# lionel atlantic 2-8-0 conversion



## itsmcgee (Jan 4, 2008)

A while back I remember reading a forum where someone took a lionel atlantic and a aristo mikado and came up with a great looking 2-8-0.  I have finally secured all the parts and would like to get some advice from someone who has done this before i start.


----------



## wchasr (Jan 2, 2008)

Try under the Builder Logs section of this site. Second tab under features. Then look for Joel Miller's log and go from there. 

http://www.mylargescale.com/Features/BuildersLogs/tabid/66/EntryID/14/Default.aspx 

Chas


----------



## Spule 4 (Jan 2, 2008)

That article is building an atlantic out of a pacific? 

I do not remember the thread you mention, however, it makes sense, the PRR E6 and H8/9/10 shared boilers if memory serves....


----------



## itsmcgee (Jan 4, 2008)

That is correct Garrett. I have one of his pictures of the finished conversion but can not figure out how to post it.


----------



## Santafe 2343 (Jan 2, 2008)

You mean like this one ?


----------



## W3NZL (Jan 2, 2008)

While turning an old Lionel Atlantic into a Consolidation isn't a new idea, up until lately there really hasn't 
been much in the way of a suitable drive to make it practical though. Now that a drive is available from 
Aristo, and possibly Barry Olsen at BBT, its a very practical idea, especially if Ur into the Pennsy...

▶ _OBJECTIVE 1_: Pick out every line of the entries below that contains the string "green". Case counts.

▶ _MATERIAL TO PROCESS_:
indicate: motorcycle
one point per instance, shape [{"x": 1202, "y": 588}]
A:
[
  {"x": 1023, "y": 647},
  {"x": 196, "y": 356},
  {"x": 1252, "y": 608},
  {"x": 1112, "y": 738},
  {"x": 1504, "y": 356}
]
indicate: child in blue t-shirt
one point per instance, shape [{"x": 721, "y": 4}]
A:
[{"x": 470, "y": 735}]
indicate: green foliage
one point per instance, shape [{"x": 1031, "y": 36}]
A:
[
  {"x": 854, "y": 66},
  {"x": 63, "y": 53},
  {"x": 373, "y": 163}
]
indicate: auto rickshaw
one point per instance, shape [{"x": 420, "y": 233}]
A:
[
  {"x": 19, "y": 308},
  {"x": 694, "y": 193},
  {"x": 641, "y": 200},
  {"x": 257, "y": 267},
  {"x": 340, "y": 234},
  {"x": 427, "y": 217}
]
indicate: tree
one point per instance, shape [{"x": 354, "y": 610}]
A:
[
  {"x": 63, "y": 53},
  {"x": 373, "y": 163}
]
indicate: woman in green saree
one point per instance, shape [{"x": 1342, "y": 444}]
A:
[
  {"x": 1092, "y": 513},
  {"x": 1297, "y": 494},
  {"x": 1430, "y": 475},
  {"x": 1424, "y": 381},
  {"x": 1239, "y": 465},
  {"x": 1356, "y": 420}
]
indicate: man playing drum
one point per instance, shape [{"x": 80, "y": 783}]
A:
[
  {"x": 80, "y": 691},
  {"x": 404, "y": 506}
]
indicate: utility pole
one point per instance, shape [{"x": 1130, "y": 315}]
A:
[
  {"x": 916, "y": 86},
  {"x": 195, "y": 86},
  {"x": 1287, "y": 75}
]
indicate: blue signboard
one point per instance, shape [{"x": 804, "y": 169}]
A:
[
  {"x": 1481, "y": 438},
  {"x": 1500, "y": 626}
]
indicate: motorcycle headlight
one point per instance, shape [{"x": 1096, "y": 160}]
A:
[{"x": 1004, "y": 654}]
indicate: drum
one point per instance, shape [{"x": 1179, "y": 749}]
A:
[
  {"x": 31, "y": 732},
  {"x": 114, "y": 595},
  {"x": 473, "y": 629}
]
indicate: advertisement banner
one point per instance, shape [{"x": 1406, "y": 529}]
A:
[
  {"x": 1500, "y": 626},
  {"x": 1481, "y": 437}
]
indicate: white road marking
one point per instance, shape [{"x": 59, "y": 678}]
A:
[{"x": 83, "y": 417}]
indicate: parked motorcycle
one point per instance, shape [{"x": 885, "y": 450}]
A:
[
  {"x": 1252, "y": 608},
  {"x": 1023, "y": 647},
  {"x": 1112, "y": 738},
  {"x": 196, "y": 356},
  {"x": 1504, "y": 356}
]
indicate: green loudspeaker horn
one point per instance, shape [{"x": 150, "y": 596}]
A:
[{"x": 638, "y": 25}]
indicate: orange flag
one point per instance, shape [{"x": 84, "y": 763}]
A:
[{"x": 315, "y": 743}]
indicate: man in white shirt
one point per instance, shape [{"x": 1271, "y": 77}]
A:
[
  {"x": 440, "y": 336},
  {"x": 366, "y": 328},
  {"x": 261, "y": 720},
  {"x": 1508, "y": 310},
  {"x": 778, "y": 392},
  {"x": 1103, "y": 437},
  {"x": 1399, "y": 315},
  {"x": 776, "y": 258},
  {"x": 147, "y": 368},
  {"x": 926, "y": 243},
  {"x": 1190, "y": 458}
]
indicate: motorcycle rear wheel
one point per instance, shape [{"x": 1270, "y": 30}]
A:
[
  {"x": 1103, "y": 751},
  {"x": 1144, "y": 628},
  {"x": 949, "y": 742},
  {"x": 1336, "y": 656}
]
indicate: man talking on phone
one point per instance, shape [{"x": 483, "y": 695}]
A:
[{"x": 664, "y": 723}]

▶ _OBJECTIVE 2_: Rewrite the part of the forum thread above that begins at the words "A while back" and stops after "go from there.", renaming "Builder Logs" to "Build Journals" throughout.

▶ _COMPLETE OUTPUT 1_:
indicate: green foliage
indicate: woman in green saree
indicate: green loudspeaker horn

▶ _COMPLETE OUTPUT 2_:
A while back I remember reading a forum where someone took a lionel atlantic and a aristo mikado and came up with a great looking 2-8-0.  I have finally secured all the parts and would like to get some advice from someone who has done this before i start.


----------



## wchasr (Jan 2, 2008)

Try under the Build Journals section of this site. Second tab under features. Then look for Joel Miller's log and go from there.